## SUPPLIED MATERIAL
>>>

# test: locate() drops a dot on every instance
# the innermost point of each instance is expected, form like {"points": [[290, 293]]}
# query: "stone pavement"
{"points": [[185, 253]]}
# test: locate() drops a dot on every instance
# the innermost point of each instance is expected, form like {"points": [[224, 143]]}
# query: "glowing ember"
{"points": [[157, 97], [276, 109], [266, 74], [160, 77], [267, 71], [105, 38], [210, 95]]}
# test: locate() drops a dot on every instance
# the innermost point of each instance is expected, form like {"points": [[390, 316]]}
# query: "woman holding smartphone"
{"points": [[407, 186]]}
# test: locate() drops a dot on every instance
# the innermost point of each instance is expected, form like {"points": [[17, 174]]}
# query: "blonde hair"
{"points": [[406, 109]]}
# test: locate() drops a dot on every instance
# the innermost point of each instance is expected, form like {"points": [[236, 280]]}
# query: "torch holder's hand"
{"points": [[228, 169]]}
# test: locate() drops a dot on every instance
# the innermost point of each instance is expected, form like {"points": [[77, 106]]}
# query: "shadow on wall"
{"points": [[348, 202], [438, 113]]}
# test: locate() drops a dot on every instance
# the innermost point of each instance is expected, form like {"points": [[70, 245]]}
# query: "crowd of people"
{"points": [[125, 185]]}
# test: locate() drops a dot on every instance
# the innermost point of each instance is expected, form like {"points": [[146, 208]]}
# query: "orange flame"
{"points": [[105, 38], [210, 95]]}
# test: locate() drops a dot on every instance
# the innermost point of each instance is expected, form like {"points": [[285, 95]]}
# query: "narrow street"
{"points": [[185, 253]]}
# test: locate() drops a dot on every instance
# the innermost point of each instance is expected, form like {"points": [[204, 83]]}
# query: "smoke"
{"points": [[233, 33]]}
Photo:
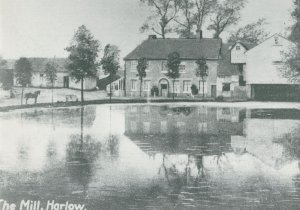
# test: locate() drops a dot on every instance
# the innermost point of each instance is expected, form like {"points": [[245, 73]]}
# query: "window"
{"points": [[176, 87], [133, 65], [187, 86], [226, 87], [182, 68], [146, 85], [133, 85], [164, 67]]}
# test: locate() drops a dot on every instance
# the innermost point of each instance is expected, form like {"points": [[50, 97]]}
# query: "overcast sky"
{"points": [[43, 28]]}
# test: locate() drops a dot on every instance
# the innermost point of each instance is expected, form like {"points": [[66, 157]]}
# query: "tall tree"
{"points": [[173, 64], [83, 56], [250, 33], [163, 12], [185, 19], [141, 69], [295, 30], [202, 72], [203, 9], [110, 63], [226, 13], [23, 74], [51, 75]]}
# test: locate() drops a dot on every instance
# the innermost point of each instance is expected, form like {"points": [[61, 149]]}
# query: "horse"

<<<
>>>

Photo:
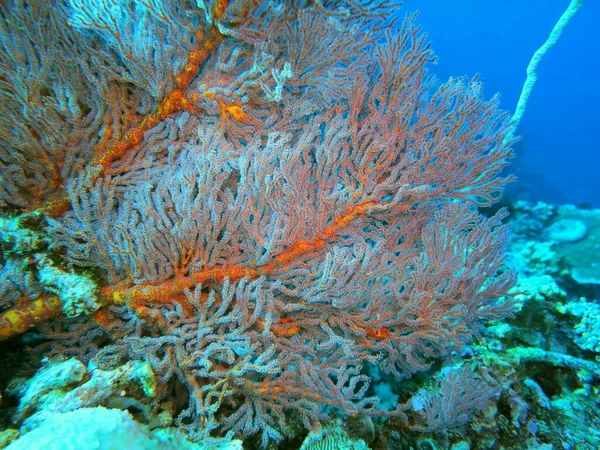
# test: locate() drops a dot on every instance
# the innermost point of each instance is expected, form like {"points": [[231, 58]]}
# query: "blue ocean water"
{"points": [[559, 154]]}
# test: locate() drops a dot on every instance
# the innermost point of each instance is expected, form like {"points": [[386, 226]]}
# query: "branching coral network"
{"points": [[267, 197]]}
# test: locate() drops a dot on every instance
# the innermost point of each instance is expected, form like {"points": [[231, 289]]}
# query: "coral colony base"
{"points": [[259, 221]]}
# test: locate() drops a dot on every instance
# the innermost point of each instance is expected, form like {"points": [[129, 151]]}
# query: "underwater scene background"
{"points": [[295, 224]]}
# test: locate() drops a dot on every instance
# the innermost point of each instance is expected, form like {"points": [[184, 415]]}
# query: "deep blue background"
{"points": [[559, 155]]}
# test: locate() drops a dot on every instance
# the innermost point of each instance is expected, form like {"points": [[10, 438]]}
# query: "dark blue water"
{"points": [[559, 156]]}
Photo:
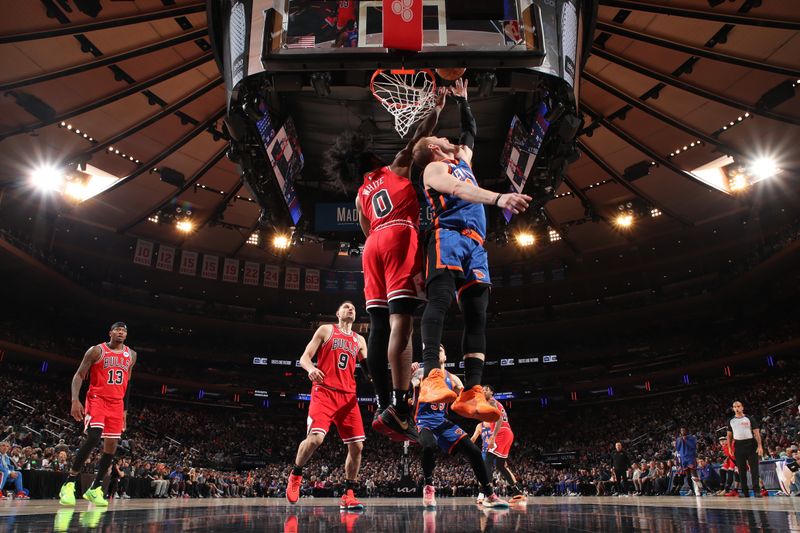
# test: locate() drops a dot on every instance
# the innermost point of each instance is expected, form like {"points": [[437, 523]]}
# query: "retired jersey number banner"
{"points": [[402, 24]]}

<<<

## AIM OF THE EXERCISE
Locate every line in the data above that contains the string "background", and copy each of those lines in full.

## COMPLETED TASK
# query: "underwater scene background"
# query: "deep blue background"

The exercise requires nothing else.